The records below are to be repeated in full, exactly as they are.

_____

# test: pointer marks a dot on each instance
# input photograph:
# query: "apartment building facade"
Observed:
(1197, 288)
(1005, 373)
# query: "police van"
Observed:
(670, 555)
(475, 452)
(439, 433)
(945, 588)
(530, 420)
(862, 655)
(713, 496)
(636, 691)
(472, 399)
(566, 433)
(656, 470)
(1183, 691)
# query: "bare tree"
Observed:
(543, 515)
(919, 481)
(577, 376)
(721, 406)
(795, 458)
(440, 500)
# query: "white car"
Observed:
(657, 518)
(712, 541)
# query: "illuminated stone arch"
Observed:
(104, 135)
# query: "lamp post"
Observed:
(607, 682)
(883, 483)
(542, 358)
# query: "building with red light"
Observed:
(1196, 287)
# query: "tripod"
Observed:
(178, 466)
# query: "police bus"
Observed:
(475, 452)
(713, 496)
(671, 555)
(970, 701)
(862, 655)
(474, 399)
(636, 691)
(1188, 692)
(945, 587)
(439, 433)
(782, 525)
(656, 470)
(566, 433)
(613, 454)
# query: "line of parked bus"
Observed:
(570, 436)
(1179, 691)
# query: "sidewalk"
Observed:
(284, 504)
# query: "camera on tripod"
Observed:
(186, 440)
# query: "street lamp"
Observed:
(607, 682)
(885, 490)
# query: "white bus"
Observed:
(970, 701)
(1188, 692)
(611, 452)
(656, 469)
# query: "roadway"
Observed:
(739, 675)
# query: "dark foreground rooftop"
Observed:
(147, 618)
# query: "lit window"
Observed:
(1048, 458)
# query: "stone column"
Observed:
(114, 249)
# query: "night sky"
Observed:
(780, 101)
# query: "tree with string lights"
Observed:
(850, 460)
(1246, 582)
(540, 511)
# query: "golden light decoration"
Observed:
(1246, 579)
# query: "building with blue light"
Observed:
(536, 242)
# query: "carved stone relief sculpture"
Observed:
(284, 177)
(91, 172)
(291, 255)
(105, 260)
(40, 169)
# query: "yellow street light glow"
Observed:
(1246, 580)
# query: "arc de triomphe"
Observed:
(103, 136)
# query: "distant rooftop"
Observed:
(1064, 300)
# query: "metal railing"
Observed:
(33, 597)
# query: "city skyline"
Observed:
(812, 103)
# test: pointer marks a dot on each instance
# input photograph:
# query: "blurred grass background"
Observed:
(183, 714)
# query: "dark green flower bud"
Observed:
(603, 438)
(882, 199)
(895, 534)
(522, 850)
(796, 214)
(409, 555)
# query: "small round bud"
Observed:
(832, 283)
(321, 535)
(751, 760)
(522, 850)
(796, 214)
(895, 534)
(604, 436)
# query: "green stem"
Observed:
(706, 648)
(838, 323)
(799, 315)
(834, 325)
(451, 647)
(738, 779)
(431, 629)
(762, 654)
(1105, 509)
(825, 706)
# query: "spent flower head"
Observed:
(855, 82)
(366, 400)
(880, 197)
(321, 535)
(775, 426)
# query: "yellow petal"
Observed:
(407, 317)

_____

[REPLY]
# test: pointer marks a dot on each instance
# input photograph:
# query: "apartment building facade"
Observed:
(1197, 288)
(1005, 373)
# query: "police van"
Observed:
(670, 555)
(475, 452)
(439, 433)
(945, 588)
(530, 420)
(862, 655)
(713, 496)
(636, 691)
(472, 399)
(566, 433)
(656, 470)
(1183, 691)
# query: "bare tree"
Observed:
(543, 515)
(919, 481)
(577, 376)
(721, 406)
(795, 458)
(440, 500)
# query: "white car"
Observed:
(657, 518)
(712, 541)
# query: "illuminated stone arch"
Observed:
(104, 135)
# query: "lamp post"
Observed:
(607, 682)
(883, 483)
(542, 358)
# query: "building with red light"
Observed:
(1196, 287)
# query: "tripod"
Observed:
(178, 466)
# query: "police bus"
Observed:
(475, 452)
(713, 496)
(671, 555)
(970, 701)
(862, 655)
(474, 399)
(636, 691)
(1188, 692)
(945, 587)
(439, 433)
(782, 525)
(656, 470)
(566, 433)
(613, 454)
# query: "line of parked bus"
Observed:
(570, 436)
(1179, 691)
# query: "sidewalk"
Observed:
(284, 504)
# query: "camera on tripod"
Observed:
(186, 440)
# query: "street lamp"
Observed:
(607, 682)
(885, 490)
# query: "white bus"
Observed:
(970, 701)
(1188, 692)
(611, 452)
(656, 469)
# query: "roadway"
Observed:
(739, 675)
# query: "dark foreground rooftop"
Observed:
(147, 618)
# query: "lit window"
Observed:
(1048, 458)
# query: "stone column"
Observed:
(114, 249)
# query: "night sky"
Observed:
(780, 101)
# query: "tree with string lights"
Observed:
(850, 460)
(1246, 582)
(540, 511)
# query: "golden light decoration"
Observed:
(1246, 579)
# query: "building with blue light"
Observed:
(536, 242)
# query: "carved stone relief sculpture"
Observed:
(284, 177)
(91, 172)
(291, 255)
(105, 260)
(40, 169)
# query: "yellow street light glow"
Observed:
(1246, 580)
# query: "arc de triomphe"
Observed:
(103, 136)
# query: "distant rooftop"
Observed:
(1064, 300)
# query: "metal railing"
Observed:
(33, 597)
# query: "city skyline"
Observed:
(812, 103)
# test: pointer marks a dot on each instance
# input photograph:
# query: "blurred grass background"
Observed:
(183, 714)
# query: "dark green flower bud"
Observed:
(603, 438)
(882, 199)
(895, 534)
(522, 850)
(796, 214)
(409, 555)
# query: "small round bud"
Observed:
(832, 283)
(321, 535)
(751, 760)
(522, 850)
(796, 214)
(895, 534)
(604, 436)
# query: "green stem"
Observed:
(706, 648)
(838, 323)
(799, 315)
(834, 325)
(451, 647)
(738, 779)
(431, 629)
(762, 654)
(1105, 509)
(825, 706)
# query: "spent flower head"
Observed:
(855, 82)
(366, 400)
(880, 197)
(321, 535)
(775, 426)
# query: "yellow petal"
Observed:
(407, 317)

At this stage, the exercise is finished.